---------- Trecho selecionado

A China anunciou, nesta sexta-feira (7), a retomada imediata das importações de carne de frango brasileira, após retirar as restrições que estavam em vigor desde maio deste ano. A decisão foi oficializada pela Administração Geral das Alfândegas da China (GACC) e comunicada em nota conjunta dos ministérios da Agricultura e Pecuária (Mapa) e das Relações Exteriores (MRE). O retorno das exportações representa um importante reforço para o agronegócio nacional, já que o Brasil é o maior exportador mundial de carne de frango, responsável por cerca de 35% do mercado global.
As restrições haviam sido impostas após a confirmação do primeiro caso de influenza aviária de alta patogenicidade (IAAP) em uma granja comercial localizada no município de Montenegro, no Rio Grande do Sul. A medida cautelar adotada pelos chineses seguiu protocolos sanitários internacionais, que exigem a suspensão temporária das compras até a completa eliminação do risco. Com a conclusão das investigações e a análise de risco realizada pelas autoridades chinesas, ficou comprovado que o Brasil mantém controle rigoroso sobre a sanidade de seus plantéis.

--------------------
---------- Dados extraídos

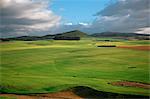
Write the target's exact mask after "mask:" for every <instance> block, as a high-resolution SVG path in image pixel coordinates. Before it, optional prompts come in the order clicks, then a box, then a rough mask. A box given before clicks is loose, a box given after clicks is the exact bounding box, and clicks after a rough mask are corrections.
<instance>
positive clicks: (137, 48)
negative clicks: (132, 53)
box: [117, 46, 150, 51]
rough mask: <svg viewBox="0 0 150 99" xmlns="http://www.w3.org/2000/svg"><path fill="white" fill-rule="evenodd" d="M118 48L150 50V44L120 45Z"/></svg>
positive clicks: (118, 46) (141, 49)
mask: <svg viewBox="0 0 150 99" xmlns="http://www.w3.org/2000/svg"><path fill="white" fill-rule="evenodd" d="M117 48H126V49H134V50H144V51H150V46H118V47H117Z"/></svg>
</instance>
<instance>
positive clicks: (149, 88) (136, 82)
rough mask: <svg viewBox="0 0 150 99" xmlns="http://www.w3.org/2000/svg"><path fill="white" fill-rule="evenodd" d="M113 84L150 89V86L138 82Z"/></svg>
mask: <svg viewBox="0 0 150 99" xmlns="http://www.w3.org/2000/svg"><path fill="white" fill-rule="evenodd" d="M111 84H112V85H115V86H126V87H138V88H144V89H150V84H143V83H138V82H128V81H119V82H112V83H111Z"/></svg>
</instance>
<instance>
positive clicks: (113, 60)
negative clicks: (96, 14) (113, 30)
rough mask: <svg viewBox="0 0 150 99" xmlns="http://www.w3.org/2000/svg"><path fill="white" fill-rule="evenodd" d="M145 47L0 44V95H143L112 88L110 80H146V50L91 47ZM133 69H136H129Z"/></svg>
mask: <svg viewBox="0 0 150 99" xmlns="http://www.w3.org/2000/svg"><path fill="white" fill-rule="evenodd" d="M106 44H109V45H110V44H112V45H129V46H135V45H149V43H148V41H125V40H121V41H117V42H109V43H107V42H99V41H97V40H95V39H94V38H93V39H82V40H80V41H55V40H49V41H48V40H47V41H46V40H45V41H44V40H43V41H11V42H1V43H0V46H1V67H0V73H1V75H0V76H1V81H0V87H1V88H0V89H1V90H0V91H1V92H5V93H21V94H27V93H48V92H57V91H60V90H64V89H68V88H70V87H74V86H88V87H91V88H94V89H96V90H100V91H105V92H114V93H123V94H137V95H145V96H148V95H149V90H148V89H143V88H136V87H123V86H113V85H111V84H108V83H110V82H114V81H136V82H142V83H150V82H149V55H150V53H149V51H141V50H132V49H122V48H98V47H97V45H106ZM129 67H136V68H129Z"/></svg>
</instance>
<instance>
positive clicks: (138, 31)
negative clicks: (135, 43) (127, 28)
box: [136, 27, 150, 34]
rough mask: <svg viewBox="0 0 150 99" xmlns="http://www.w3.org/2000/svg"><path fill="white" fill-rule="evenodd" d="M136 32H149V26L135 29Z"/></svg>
mask: <svg viewBox="0 0 150 99" xmlns="http://www.w3.org/2000/svg"><path fill="white" fill-rule="evenodd" d="M136 33H144V34H150V27H148V28H140V29H139V30H137V32H136Z"/></svg>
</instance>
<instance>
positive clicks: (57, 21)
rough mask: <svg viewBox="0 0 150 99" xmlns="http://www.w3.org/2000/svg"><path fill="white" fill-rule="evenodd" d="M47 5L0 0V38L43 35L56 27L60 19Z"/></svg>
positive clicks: (34, 2)
mask: <svg viewBox="0 0 150 99" xmlns="http://www.w3.org/2000/svg"><path fill="white" fill-rule="evenodd" d="M48 4H49V2H48V1H47V0H42V1H40V2H39V0H33V1H32V0H1V1H0V10H1V15H0V18H1V24H0V30H1V31H0V34H1V36H2V37H9V36H21V35H33V34H34V35H42V34H43V35H44V33H46V32H48V31H50V30H51V29H52V28H54V27H57V26H58V25H59V24H60V20H61V17H60V16H57V15H55V14H54V13H53V12H52V11H51V10H50V9H49V8H48Z"/></svg>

--------------------

Transcreva integralmente o trecho selecionado sobre a retomada das importações de carne de frango brasileira pela China, sem alterar nenhuma palavra nem a pontuação.

» **Sua resposta**
A China anunciou, nesta sexta-feira (7), a retomada imediata das importações de carne de frango brasileira, após retirar as restrições que estavam em vigor desde maio deste ano. A decisão foi oficializada pela Administração Geral das Alfândegas da China (GACC) e comunicada em nota conjunta dos ministérios da Agricultura e Pecuária (Mapa) e das Relações Exteriores (MRE). O retorno das exportações representa um importante reforço para o agronegócio nacional, já que o Brasil é o maior exportador mundial de carne de frango, responsável por cerca de 35% do mercado global.
As restrições haviam sido impostas após a confirmação do primeiro caso de influenza aviária de alta patogenicidade (IAAP) em uma granja comercial localizada no município de Montenegro, no Rio Grande do Sul. A medida cautelar adotada pelos chineses seguiu protocolos sanitários internacionais, que exigem a suspensão temporária das compras até a completa eliminação do risco. Com a conclusão das investigações e a análise de risco realizada pelas autoridades chinesas, ficou comprovado que o Brasil mantém controle rigoroso sobre a sanidade de seus plantéis.